By CLARECE POLKE
PITTSBURGH (AP) _ For Clairton High School graduate Qualyn Meade, Cheyney University is a “school for second chances.”
After an old knee injury sidelined a cheerleading scholarship offered at Kutztown University, he took a year off before enrolling at Cheyney in Delaware County, one of the nation’s more than 100 historically black colleges and universities.
“I know it’s crazy, but I cried when I first got to campus,” said Meade, now 20 and about to enter his second year at Cheyney. “I always wanted to go to an HBCU. Cheyney gives students who maybe aren’t the brightest, aren’t the strongest, a chance to thrive and succeed. Finally having that opportunity to start school and be able to do well. … It was overwhelming.”
Meade is walking in the footsteps of thousands of others who have attended Cheyney since it was founded almost 200 years ago to “instruct the descendants of the African Race in school learning,” as founder Richard Humphreys wrote in his will. One of 14 state-owned universities in the State System of Higher Education, it began offering higher education degrees in the early 1900s.
But now questions about the university’s financial and academic stability leave the institution at a critical crossroads.
The university is on its third line of credit from the State System of Higher Education _ this one for $6.5 million after two similar ones _ to help cover its daily operations into 2016. Its financial aid polices are under scrutiny to see whether any money needs to be returned to the U.S. Department of Education after the university failed to adequately track federal student aid over the course of three years. Its administration has had high turnover, with nine acting, interim and long-term presidents in the past 14 years.
And enrollment, which already declined from 1,586 students in 2010 to 1,022 in 2014, is expected to drop by 302 students _ another 30 percent _ to 700 this fall. Only 54 percent of students who began their studies in fall 2012 returned to the university for fall 2013. Some degree programs have few students; math has just one.
The university declined to comment on any definite plans to turn the school around, although state officials are talking about collaborating with West Chester University, another member of the system, located about six miles away. Robert Bogle, chairman of the Cheyney University Council of Trustees, said there has been “a lot of talk,” but he has yet to see a detailed short-term and long-term sustainability plan to outline the university’s next steps that is “agreed upon” by the State System and Cheyney representatives.
University spokeswoman Gwen Owens declined to make interim president Frank Pogue or other university administrators available for interviews.

**To do**
1 > How many lines in the listing below contain the string "sports"? Reply with the number alone.
2 > What comes next in the news story about Cheyney University's financial and enrollment troubles? Continue it from its final sentence.

**Recorded information**
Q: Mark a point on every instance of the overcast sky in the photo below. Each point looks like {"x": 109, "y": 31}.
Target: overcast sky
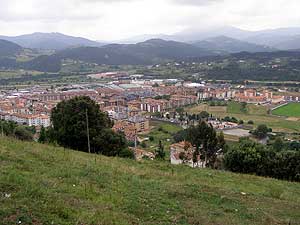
{"x": 119, "y": 19}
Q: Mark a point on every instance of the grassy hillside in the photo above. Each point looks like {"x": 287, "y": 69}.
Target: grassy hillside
{"x": 258, "y": 114}
{"x": 41, "y": 184}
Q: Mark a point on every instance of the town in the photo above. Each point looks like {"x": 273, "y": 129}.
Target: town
{"x": 131, "y": 102}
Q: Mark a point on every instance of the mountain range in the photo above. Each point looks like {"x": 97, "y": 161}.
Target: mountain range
{"x": 281, "y": 38}
{"x": 225, "y": 44}
{"x": 50, "y": 41}
{"x": 198, "y": 44}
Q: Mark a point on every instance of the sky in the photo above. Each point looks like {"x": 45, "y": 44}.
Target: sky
{"x": 120, "y": 19}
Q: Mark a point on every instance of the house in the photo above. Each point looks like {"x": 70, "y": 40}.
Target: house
{"x": 183, "y": 153}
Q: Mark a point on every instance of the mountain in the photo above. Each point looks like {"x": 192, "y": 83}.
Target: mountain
{"x": 53, "y": 41}
{"x": 267, "y": 37}
{"x": 277, "y": 38}
{"x": 192, "y": 35}
{"x": 9, "y": 49}
{"x": 144, "y": 53}
{"x": 145, "y": 37}
{"x": 148, "y": 52}
{"x": 231, "y": 45}
{"x": 291, "y": 43}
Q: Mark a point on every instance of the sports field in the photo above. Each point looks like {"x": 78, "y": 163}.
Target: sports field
{"x": 290, "y": 110}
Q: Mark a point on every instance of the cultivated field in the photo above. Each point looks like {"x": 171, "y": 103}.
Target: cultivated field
{"x": 290, "y": 110}
{"x": 256, "y": 113}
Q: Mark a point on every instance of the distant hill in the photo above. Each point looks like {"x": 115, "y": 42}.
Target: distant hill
{"x": 9, "y": 49}
{"x": 289, "y": 44}
{"x": 52, "y": 41}
{"x": 268, "y": 37}
{"x": 43, "y": 184}
{"x": 148, "y": 52}
{"x": 227, "y": 44}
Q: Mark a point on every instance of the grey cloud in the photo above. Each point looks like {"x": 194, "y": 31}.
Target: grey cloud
{"x": 196, "y": 2}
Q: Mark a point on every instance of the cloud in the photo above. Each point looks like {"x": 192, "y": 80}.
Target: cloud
{"x": 118, "y": 19}
{"x": 196, "y": 2}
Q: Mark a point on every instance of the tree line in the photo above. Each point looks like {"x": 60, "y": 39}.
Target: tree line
{"x": 274, "y": 161}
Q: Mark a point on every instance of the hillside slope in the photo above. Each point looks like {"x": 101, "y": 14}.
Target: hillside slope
{"x": 54, "y": 41}
{"x": 41, "y": 184}
{"x": 223, "y": 43}
{"x": 8, "y": 49}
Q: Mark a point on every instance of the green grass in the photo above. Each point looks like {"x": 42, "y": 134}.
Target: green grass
{"x": 165, "y": 134}
{"x": 256, "y": 113}
{"x": 290, "y": 110}
{"x": 42, "y": 184}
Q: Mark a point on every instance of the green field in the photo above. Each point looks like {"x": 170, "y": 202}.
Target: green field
{"x": 256, "y": 113}
{"x": 161, "y": 131}
{"x": 42, "y": 184}
{"x": 290, "y": 110}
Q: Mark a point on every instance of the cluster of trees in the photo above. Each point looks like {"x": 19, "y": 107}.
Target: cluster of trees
{"x": 12, "y": 129}
{"x": 253, "y": 158}
{"x": 80, "y": 125}
{"x": 206, "y": 141}
{"x": 261, "y": 131}
{"x": 217, "y": 103}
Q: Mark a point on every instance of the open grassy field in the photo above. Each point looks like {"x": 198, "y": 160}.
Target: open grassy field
{"x": 161, "y": 131}
{"x": 256, "y": 113}
{"x": 290, "y": 110}
{"x": 42, "y": 184}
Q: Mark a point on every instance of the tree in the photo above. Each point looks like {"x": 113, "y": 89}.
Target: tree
{"x": 204, "y": 115}
{"x": 278, "y": 144}
{"x": 23, "y": 134}
{"x": 70, "y": 121}
{"x": 250, "y": 122}
{"x": 204, "y": 138}
{"x": 43, "y": 135}
{"x": 261, "y": 131}
{"x": 160, "y": 152}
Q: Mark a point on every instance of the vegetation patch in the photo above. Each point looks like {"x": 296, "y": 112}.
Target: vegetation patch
{"x": 41, "y": 184}
{"x": 290, "y": 110}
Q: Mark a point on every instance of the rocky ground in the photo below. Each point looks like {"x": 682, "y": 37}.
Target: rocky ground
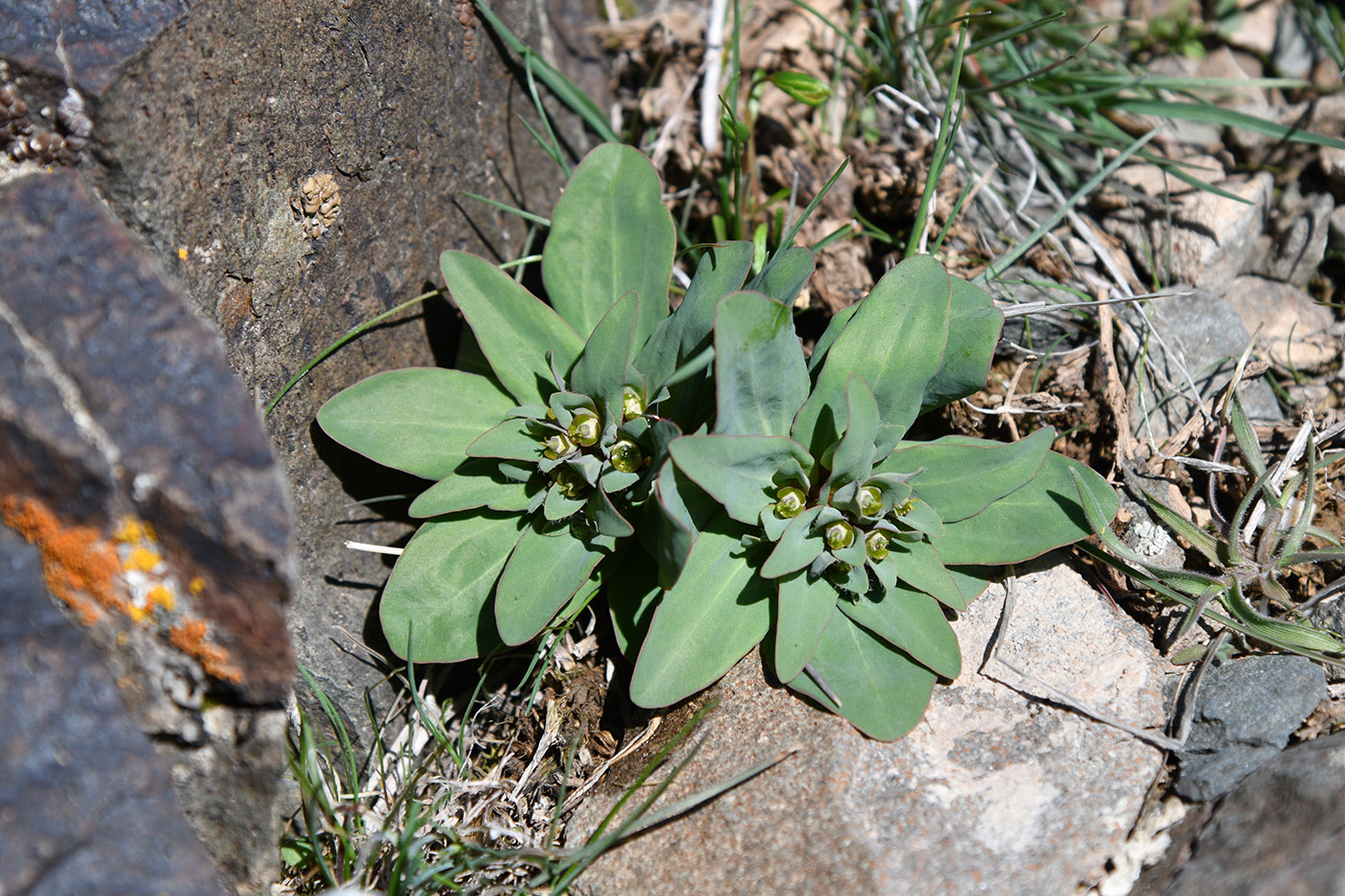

**Results of the tasks**
1 > 2

2 >
A coalition of students, alumni and community activists _ called Heeding Cheyney’s Call _ is pushing for change through a civil rights lawsuit filed in November. The suit mirrors previous ones from the early 1980s and late 1990s, arguing Cheyney has not received a fair share of government resources.
Cheyney stakeholders agree that the issues the university is facing did not emerge overnight but are largely a reflection of years of fighting for equitable treatment and funding.
“People think Cheyney is about to close,” said Junious Stanton, former Cheyney University Alumni Association president. “It’s underfunding of a much higher need to where we’re forced to take minimal resources and put Band-Aids on the problem instead of really addressing and solving the problem. The situation is unsustainable.”
In the face of such challenges, attracting and retaining more students is vital to the historic institution’s future.
The student body is made up mostly of Pennsylvania residents _ one third come from Philadelphia _ and is largely low-income. In 2013, more than 90 percent of the student body received financial aid and 77 percent received Pell Grants, federal need-based grants.
In July _ a time when most college-bound students were flipping through dorm assignments and course booklets of their chosen schools _ the university was continuing its efforts to recruit more students for the fall semester.
The university extended the general admission deadline to Wednesday, little more than two weeks before the start of the fall semester. Officials also advertised open slots for the university’s Keystone Honors Academy on its website on July 16.
The honors academy _ a key recruiting tool _ offers full scholarships, including tuition, room and board, fees and a laptop, for qualifying students. It also serves as a feeder program for the Bond Hill Scholarship program, which allows recipients to pursue a graduate degree at three partnership universities: Penn State University, Temple University and the University of Pittsburgh.
In response to a Right-to-Know request from the Post-Gazette, university officials said, last school year, the university received $1.5 million from the state for the honors academy and 92 honors scholarship recipients. The university declined to provide how many scholarships were still available as of July 16, when the article advertising available scholarships on Cheyney’s website was published. A Right-to-Know request for that information is pending.
The article touted the scholarship as “one of Pennsylvania’s best-kept secrets” with testimonies from former scholars, including former student body president Chris Carter, now 26, who was recruited for the honors academy as a senior at Pittsburgh Allderdice High School in 2006-07.
However, his first impression of the campus when he arrived in fall 2007 was almost enough to make him relinquish the full academic scholarship and transfer to one of three other schools _ Pitt, Howard University and Duquesne University _ that accepted him.
In his freshman dorm, Yarnall Hall, the ceiling leaked when it rained. The tiny rooms had no air-conditioning. Steam heat caused the floors to dampen as they warmed. The building has been demolished, and the university has since built a new dormitory and science building, but many of its facilities are in a similar state of disrepair, he said.
“In my first semester, I had a really hard time getting over the state of the facilities,” he said. “It was hard to overlook the fact that none of our buildings looked brand new. I’d toured other campuses within the State System, so I couldn’t help but wonder why do we look like this when every other school looks like that?”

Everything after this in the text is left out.